━━━ SELECTED TEXT

Changes to trial protocols require the approval of an Institutional Review Board (IRB) or the Independent Ethics Committee (IEC). Mohan said that the Drugs Controller General of India was informed of the change in the number of participants.
While documents reveal that the trials were supposed to be an “adaptive, seamless study” — which means changes to protocols could be carried out — there were no disclosures about the changes in the studies that were later published.
Changes to trial protocols
Internal documents reveal that major changes were made to the Phase II trial protocols, or set of procedures, to test the vaccine’s efficacy and safety.
The initial trial protocol dated 17 August 2020 was set to have three trial groups or arms. Two groups of 300 participants each were supposed to receive the vaccine in different doses, while the third group would have been the control group that receives a placebo.
Having a control group is a standard procedure in any clinical trial as it helps rule out any biases in the study design. This group helps researchers collect data on what happens when participants do not receive a drug in the controlled setting.
However, in the amended trial protocol data as of 2 September 2020, the number of participants were reduced to 190 in the first two groups, while the control group was done away with altogether.
The reason mentioned for doing so in these documents was to expedite the trial, as the world was facing a pandemic and India was still in need of a vaccine.
Moreover, the approval for Phase III trials was given on 10 October 2020, before the Phase II trials were completed, documents accessed by ThePrint show.
What has Bharat Biotech said?
According to the STAT News article, Bharat Biotech executives had acknowledged that they were under “political pressure” and were focused on releasing the vaccine as soon as possible.
In a statement after the article was published, however, Bharat Biotech raised strong objections to how it had been characterised.

━━━━━━
━━━ PROVIDED MATERIAL

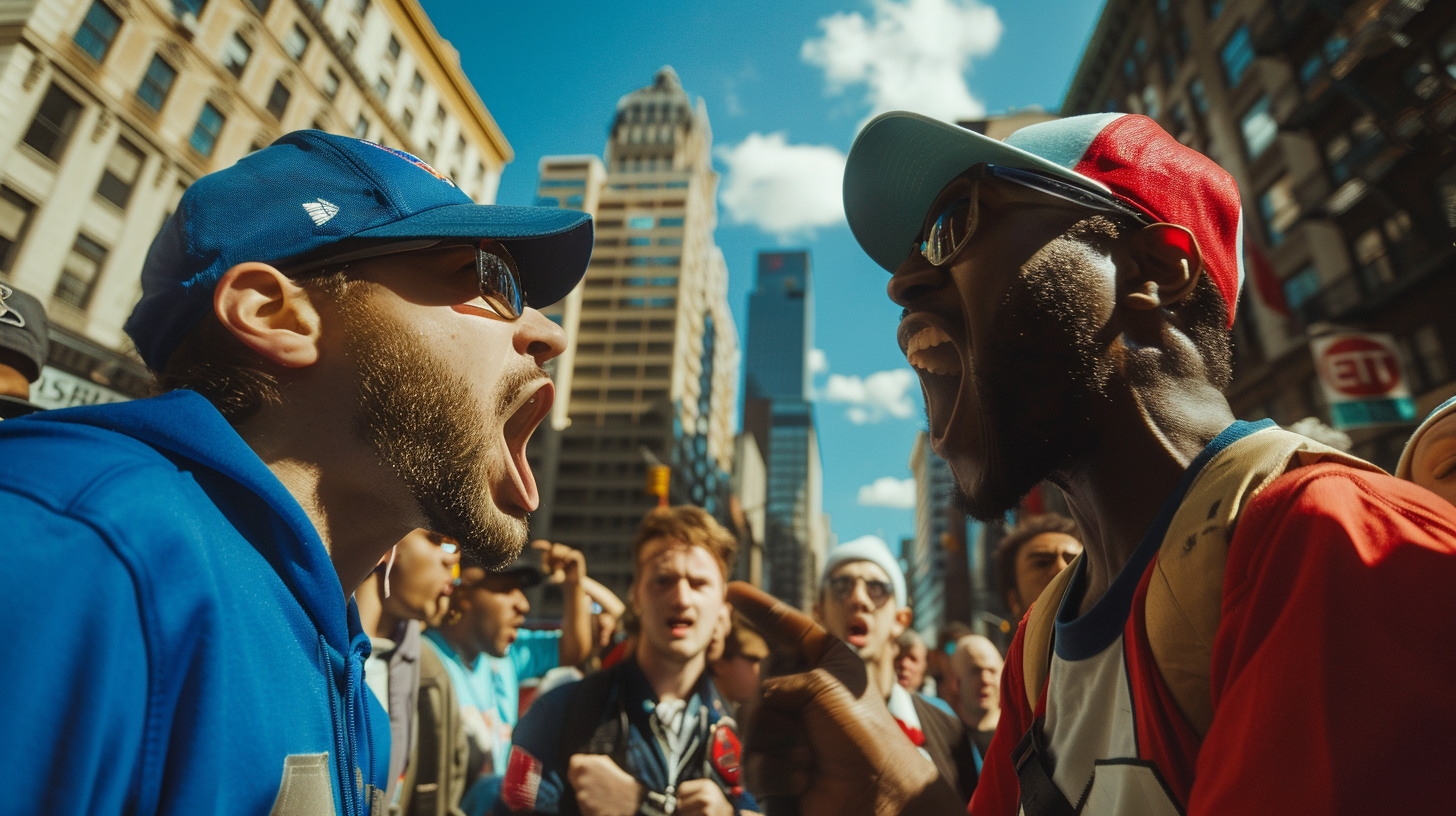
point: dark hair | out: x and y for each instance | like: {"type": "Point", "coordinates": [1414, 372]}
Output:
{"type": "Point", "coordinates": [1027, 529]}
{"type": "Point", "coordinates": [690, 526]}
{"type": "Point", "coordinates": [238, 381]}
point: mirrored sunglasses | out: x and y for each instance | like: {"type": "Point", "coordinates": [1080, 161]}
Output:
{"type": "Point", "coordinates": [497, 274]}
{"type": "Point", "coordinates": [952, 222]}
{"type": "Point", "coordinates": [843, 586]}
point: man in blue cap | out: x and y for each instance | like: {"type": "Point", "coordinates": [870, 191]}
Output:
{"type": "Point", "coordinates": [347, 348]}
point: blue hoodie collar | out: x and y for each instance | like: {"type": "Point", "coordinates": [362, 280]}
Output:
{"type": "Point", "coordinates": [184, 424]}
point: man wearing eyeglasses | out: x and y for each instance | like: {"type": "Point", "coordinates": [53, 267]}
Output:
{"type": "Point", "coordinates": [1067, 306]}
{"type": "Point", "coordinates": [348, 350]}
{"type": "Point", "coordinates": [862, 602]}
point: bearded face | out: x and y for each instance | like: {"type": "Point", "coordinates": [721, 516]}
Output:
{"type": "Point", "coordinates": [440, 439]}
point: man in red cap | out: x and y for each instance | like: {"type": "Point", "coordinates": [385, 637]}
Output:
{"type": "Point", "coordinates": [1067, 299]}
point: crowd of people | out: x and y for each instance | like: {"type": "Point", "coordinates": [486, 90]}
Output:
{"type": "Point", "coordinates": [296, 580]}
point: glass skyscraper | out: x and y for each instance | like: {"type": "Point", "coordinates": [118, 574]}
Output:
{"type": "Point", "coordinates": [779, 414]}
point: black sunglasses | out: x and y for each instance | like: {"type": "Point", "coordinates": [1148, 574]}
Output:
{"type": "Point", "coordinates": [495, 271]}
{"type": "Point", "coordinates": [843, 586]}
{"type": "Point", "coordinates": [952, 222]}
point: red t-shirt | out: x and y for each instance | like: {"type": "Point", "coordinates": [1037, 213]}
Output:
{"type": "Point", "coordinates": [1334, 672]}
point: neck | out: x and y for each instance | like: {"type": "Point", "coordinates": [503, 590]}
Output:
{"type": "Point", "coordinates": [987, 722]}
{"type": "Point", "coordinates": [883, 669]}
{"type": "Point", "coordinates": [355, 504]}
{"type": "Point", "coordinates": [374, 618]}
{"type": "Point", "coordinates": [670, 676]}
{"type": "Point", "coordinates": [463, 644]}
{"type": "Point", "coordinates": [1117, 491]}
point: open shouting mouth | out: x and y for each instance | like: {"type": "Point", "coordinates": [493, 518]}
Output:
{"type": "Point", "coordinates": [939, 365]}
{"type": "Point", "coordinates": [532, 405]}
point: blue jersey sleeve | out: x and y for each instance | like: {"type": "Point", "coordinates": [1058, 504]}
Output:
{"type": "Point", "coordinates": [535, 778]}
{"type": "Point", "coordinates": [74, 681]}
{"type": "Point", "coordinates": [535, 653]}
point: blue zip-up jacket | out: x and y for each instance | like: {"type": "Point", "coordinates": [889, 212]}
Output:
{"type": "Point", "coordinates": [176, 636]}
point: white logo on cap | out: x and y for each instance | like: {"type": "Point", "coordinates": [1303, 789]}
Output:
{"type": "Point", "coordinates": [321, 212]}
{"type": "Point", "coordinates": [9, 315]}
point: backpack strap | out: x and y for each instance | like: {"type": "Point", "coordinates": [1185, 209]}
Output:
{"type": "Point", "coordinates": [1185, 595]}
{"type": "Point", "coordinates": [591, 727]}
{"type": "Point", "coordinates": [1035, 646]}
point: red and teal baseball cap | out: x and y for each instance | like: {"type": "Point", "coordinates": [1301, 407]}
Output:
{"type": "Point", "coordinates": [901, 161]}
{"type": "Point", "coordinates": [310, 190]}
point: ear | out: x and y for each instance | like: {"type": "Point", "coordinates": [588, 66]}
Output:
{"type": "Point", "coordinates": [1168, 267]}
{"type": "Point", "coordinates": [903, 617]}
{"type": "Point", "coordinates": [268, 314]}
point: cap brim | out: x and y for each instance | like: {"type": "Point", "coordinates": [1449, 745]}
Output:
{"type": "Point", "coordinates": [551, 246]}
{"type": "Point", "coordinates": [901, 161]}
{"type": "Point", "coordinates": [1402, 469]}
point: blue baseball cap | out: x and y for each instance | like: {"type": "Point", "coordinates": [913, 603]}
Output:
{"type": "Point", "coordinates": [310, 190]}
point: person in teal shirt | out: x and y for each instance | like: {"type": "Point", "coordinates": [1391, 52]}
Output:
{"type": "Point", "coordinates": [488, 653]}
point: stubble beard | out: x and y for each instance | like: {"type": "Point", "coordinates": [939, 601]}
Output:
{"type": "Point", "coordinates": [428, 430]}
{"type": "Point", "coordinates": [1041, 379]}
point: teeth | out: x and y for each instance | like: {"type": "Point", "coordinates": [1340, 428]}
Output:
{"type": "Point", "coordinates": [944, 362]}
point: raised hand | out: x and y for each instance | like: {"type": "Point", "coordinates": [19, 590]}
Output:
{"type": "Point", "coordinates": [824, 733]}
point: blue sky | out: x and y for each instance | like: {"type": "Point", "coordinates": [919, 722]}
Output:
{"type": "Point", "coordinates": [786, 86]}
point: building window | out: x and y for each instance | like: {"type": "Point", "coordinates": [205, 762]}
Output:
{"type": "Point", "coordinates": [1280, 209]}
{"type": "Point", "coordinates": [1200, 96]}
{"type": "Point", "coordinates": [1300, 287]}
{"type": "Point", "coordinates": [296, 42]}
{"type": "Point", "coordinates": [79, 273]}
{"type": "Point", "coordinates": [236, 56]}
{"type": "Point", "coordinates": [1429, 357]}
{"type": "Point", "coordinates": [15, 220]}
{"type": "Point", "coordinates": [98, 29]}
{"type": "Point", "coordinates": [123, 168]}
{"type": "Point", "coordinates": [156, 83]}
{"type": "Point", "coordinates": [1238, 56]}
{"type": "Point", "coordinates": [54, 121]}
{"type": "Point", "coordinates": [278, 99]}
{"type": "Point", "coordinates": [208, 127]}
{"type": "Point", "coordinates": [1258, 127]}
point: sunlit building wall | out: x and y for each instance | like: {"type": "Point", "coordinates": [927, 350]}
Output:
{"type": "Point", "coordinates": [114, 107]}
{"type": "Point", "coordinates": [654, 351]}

━━━━━━

▶ **THINGS TO DO**
1. In the excerpt on the vaccine trials, on what date was approval for the Phase III trials given?
2. Transcribe the excerpt on the vaccine trials, starting with "However, in the" and going on through "soon as possible.".
This data was taken from a different source than the text.

▶ **EXERCISE RESULTS**
1. 10 October 2020

2.
However, in the amended trial protocol data as of 2 September 2020, the number of participants were reduced to 190 in the first two groups, while the control group was done away with altogether.
The reason mentioned for doing so in these documents was to expedite the trial, as the world was facing a pandemic and India was still in need of a vaccine.
Moreover, the approval for Phase III trials was given on 10 October 2020, before the Phase II trials were completed, documents accessed by ThePrint show.
What has Bharat Biotech said?
According to the STAT News article, Bharat Biotech executives had acknowledged that they were under “political pressure” and were focused on releasing the vaccine as soon as possible.